:: Your instructions ::
Copy all of the records exactly.

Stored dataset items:
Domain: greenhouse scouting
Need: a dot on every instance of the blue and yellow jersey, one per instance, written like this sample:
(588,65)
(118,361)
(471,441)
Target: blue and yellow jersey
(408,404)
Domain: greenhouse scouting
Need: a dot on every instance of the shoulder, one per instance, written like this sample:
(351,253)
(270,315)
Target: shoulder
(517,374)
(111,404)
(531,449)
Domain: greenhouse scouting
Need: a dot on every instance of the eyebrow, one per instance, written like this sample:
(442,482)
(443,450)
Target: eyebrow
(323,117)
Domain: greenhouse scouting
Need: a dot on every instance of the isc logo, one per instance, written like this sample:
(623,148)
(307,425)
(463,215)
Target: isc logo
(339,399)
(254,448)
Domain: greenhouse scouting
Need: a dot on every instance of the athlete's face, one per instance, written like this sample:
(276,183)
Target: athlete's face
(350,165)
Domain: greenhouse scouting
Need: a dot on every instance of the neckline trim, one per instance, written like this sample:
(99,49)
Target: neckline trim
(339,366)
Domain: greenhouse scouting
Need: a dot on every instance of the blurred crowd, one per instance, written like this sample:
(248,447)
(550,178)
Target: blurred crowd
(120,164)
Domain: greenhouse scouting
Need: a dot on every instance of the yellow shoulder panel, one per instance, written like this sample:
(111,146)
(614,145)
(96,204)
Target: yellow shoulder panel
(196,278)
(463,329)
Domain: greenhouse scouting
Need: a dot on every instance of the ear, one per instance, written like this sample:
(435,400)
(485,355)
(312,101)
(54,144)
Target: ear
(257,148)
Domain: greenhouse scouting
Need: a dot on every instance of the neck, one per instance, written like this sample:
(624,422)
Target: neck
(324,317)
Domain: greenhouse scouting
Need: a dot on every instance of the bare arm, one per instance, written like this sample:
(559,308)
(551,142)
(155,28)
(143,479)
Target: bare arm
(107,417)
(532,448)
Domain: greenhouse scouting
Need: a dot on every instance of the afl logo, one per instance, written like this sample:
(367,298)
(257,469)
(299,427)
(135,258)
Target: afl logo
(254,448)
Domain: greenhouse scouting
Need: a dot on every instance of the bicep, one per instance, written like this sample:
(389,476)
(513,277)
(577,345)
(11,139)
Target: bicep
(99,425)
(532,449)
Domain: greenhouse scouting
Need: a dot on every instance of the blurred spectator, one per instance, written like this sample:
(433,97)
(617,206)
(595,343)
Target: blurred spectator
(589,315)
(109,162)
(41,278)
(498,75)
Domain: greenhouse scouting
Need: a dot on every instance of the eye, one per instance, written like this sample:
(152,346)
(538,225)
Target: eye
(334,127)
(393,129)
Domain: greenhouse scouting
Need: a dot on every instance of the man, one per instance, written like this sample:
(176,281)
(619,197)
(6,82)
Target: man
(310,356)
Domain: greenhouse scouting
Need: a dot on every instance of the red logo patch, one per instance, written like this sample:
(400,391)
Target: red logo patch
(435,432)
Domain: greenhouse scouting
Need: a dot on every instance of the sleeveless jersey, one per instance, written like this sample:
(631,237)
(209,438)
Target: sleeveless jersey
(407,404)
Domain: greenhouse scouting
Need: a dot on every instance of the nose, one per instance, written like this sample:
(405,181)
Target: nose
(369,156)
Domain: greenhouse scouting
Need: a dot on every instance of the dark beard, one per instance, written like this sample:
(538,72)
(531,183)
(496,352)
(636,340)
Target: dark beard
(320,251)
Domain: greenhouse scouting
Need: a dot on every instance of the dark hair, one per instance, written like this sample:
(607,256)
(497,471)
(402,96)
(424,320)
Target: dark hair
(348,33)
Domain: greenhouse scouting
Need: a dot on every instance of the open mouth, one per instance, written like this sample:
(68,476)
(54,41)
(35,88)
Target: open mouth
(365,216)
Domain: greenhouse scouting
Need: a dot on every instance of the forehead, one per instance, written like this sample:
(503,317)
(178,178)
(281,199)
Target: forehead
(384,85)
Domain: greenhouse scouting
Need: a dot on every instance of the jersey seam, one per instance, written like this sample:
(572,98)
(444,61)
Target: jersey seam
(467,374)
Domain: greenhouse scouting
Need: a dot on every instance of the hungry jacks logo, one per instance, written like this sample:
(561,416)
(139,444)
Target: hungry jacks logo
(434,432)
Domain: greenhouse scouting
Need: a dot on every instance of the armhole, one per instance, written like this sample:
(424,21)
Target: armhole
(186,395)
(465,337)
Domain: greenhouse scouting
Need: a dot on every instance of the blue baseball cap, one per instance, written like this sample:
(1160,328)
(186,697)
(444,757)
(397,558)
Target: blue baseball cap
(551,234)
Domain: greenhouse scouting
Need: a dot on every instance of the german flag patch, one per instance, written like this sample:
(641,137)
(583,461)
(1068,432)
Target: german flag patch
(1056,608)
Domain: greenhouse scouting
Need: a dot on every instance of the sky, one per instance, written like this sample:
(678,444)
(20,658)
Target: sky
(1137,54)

:: Expected answer ::
Domain: greenhouse scouting
Need: a dot on every instance of the blue and yellow jersey, one per instance, written like this sample:
(588,65)
(118,361)
(471,441)
Target: blue and yellow jersey
(408,404)
Domain: greenhouse scouting
Need: a dot on every instance of the shoulder, one per instance, written like this sample:
(351,253)
(270,315)
Target: shoulder
(517,374)
(111,404)
(531,449)
Domain: greenhouse scouting
Need: a dot on every instance of the eyebrow, one per instance, written like this sample:
(442,482)
(443,450)
Target: eyebrow
(323,117)
Domain: greenhouse scouting
Need: a dot on every instance of the isc logo, one per instance, written like this sample:
(623,148)
(307,425)
(463,215)
Target: isc logo
(339,399)
(254,448)
Domain: greenhouse scouting
Need: a dot on every instance of the athlete's face, one per instance, written like this sample:
(276,183)
Target: athlete's face
(350,165)
Domain: greenhouse scouting
Need: a dot on every instance of the neckline trim, one per instance, written like this sample:
(99,49)
Target: neckline trim
(339,366)
Domain: greenhouse scouting
Need: a dot on every instance of the blurred crowd, one per instance, written like this sample:
(248,447)
(550,178)
Target: blurred crowd
(120,164)
Domain: greenhouse scouting
Need: a dot on every instance of the yellow shoulder panel, one per instance, written like this sample:
(111,146)
(614,145)
(96,204)
Target: yellow shoulder panel
(196,278)
(463,329)
Domain: greenhouse scouting
Need: a dot on every instance of the ear, one per instance, written like this sample:
(435,400)
(485,355)
(312,101)
(54,144)
Target: ear
(257,148)
Domain: greenhouse scouting
Need: a dot on every instance of the neck, one per instance, written like this sample:
(624,422)
Target: neck
(324,317)
Domain: greenhouse scouting
Need: a dot on every instance of the bare arm, one per instance, written like this sample:
(559,308)
(551,142)
(155,28)
(143,479)
Target: bare arm
(107,417)
(532,448)
Domain: greenhouse scouting
Need: a dot on every instance of the afl logo, one per instance, written like this sample:
(367,298)
(257,469)
(299,427)
(135,258)
Target: afl logo
(254,448)
Domain: greenhouse scouting
Need: a dot on every instance of the bicep, one per instance, written like this sample:
(389,476)
(513,277)
(577,345)
(11,139)
Target: bicep
(99,425)
(532,449)
Domain: greenhouse scouting
Need: a dot on every instance of the blurred spectator, one per instance, written like this sample:
(433,97)
(617,206)
(595,343)
Target: blurred spectator
(589,315)
(109,162)
(41,278)
(498,75)
Domain: greenhouse scouting
Need: a dot on every instance of the eye, one per instance, written like this sample:
(152,346)
(538,225)
Target: eye
(334,127)
(393,129)
Domain: greenhouse scouting
Need: a dot on every instance of the man, one per instance, written like this sample:
(176,281)
(619,197)
(6,82)
Target: man
(310,356)
Domain: greenhouse scouting
Need: a dot on every instance of the red logo patch, one per instance, written like this sample:
(400,391)
Target: red logo patch
(435,432)
Domain: greenhouse scouting
Need: a dot on every instance of the sleeveless jersey, one per instance, written like this sample:
(631,237)
(209,438)
Target: sleeveless jersey
(407,404)
Domain: greenhouse scouting
Need: a dot on every instance of the nose, one per instance, written like this sample:
(405,181)
Target: nose
(369,156)
Domain: greenhouse scouting
Need: a dot on every instance of the dark beard, one per instance, written like this sample:
(538,72)
(531,183)
(496,352)
(636,340)
Target: dark beard
(320,251)
Domain: greenhouse scouting
Need: a dot on every instance of the dark hair, one per instance, written like this sample:
(607,256)
(497,471)
(402,96)
(424,320)
Target: dark hair
(348,33)
Domain: greenhouse scouting
Need: a dot on every instance of the open mouth, one per instance, written like this sample:
(68,476)
(54,41)
(35,88)
Target: open mouth
(365,216)
Domain: greenhouse scouting
Need: a dot on every instance of the forehead, one per instance, written like this sample:
(503,317)
(178,178)
(281,199)
Target: forehead
(384,85)
Domain: greenhouse scouting
Need: a dot on every instance of the jersey seam, one per instance, written like this sample:
(572,98)
(444,61)
Target: jersey seam
(467,374)
Domain: greenhouse scouting
Need: a dot on every instance of the hungry jacks logo, one per instance, written like this sample:
(561,416)
(139,444)
Target: hungry jacks logo
(434,432)
Domain: greenhouse scouting
Need: a dot on every instance of the armhole, one per instance, written like this sample:
(424,21)
Target: armhole
(186,395)
(465,337)
Domain: greenhouse scouting
Need: a dot on every instance of the blue baseball cap, one per instance, written like this sample:
(1160,328)
(186,697)
(444,757)
(397,558)
Target: blue baseball cap
(551,234)
Domain: greenhouse scouting
Need: a dot on every instance of the german flag patch, one per instance, written like this sample:
(641,137)
(583,461)
(1068,432)
Target: german flag patch
(1056,608)
Domain: greenhouse scouting
Need: a dot on every instance of the sky, one per instance, written like this sample:
(678,444)
(20,658)
Target: sky
(1137,54)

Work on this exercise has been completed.